— Start Excerpted data —

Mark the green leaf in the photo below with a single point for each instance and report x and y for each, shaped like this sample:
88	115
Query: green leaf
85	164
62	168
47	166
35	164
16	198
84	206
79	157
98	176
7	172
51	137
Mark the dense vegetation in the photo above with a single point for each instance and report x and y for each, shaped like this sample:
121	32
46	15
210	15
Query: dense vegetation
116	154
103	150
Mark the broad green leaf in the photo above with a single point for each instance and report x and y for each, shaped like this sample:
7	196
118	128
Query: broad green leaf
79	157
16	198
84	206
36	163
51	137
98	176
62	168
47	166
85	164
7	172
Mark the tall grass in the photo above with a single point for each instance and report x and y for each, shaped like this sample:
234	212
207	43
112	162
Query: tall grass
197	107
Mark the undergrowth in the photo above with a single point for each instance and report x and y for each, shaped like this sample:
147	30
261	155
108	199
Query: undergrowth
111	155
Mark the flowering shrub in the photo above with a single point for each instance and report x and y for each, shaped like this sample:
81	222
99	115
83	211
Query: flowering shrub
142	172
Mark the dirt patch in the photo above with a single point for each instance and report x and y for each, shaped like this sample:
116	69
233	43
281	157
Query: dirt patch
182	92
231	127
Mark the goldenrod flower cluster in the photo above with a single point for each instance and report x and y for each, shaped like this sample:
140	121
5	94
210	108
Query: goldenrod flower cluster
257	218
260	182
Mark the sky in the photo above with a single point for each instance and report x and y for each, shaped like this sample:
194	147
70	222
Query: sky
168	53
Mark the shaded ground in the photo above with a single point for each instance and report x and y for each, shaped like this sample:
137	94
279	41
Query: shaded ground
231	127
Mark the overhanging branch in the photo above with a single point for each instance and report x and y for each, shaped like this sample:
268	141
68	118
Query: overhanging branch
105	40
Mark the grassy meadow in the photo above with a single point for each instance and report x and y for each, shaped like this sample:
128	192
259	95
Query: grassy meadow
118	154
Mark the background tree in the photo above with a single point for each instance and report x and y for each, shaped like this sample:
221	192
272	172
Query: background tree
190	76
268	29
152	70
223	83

— End Excerpted data —

> **Problem to work on**
Can you write out every line again, from the line with "Mark the goldenrod" up to and including the last line of the entries, with each answer x and y coordinate shifted up by 48 and all other numbers left as they are?

> **Written answer**
Mark the goldenrod flower cluster in the photo above with a single point for each instance and report x and y for each, shaped like this sample:
140	121
5	94
210	108
Query: goldenrod flower cluster
305	266
308	230
Mark the sky in the photo above with a single point for each instance and report x and y for each, shaped like this sample:
194	147
70	222
Query: sky
216	101
Mark the shaded ground in the photo above with a single point for each instance and report x and y for each, shaped like this sample:
137	94
279	41
Query: shaded ground
279	175
Mark the overhanging branch in the photo above with a single point for each instance and report x and y for each, shaped like this sample:
268	141
68	118
Query: overhanging branch
153	88
Mark the grassy meadow in the photo above with a single point for each instance and report x and y for each, shaped like this sample:
128	192
259	95
Query: grassy meadow
166	202
Mark the background tree in the photo above with a single point for each instance and report x and y for each, shaped like this sample:
221	192
272	172
Query: background tree
238	124
316	77
200	118
271	131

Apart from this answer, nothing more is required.